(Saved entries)
━━━━━━━━━━━━━━━━

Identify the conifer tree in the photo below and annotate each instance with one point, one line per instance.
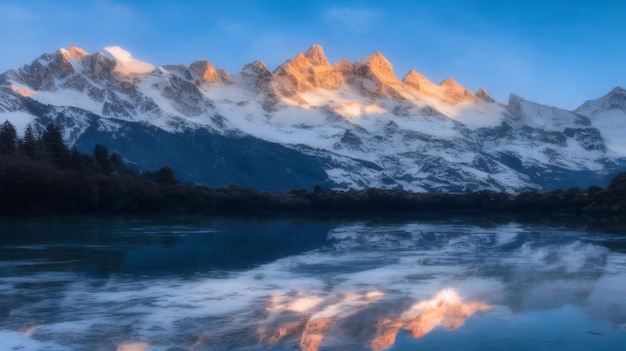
(8, 138)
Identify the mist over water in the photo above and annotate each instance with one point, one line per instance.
(197, 284)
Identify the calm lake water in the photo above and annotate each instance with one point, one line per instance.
(199, 284)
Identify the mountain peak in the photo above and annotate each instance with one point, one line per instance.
(617, 91)
(316, 56)
(483, 95)
(74, 52)
(450, 84)
(418, 82)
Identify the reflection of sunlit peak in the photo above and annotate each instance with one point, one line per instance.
(375, 295)
(29, 330)
(449, 296)
(132, 346)
(278, 303)
(304, 304)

━━━━━━━━━━━━━━━━

PROBLEM STATEMENT:
Starting at the line that contains "Identify the calm", quote each remaining line of the entries above, unchanged.

EXERCISE ANSWER:
Identify the calm lake water in the photo above and annotate each instance with one point, one line per instance.
(199, 284)
Identify the mountain peak in the photo above and annotate each instance with one point, one line per instance.
(617, 91)
(316, 56)
(483, 95)
(74, 52)
(450, 84)
(418, 82)
Identify the reflection of sunlit peak in the photo above and annotate each instance with one point, one line per instance.
(375, 295)
(29, 330)
(449, 296)
(132, 346)
(278, 303)
(304, 304)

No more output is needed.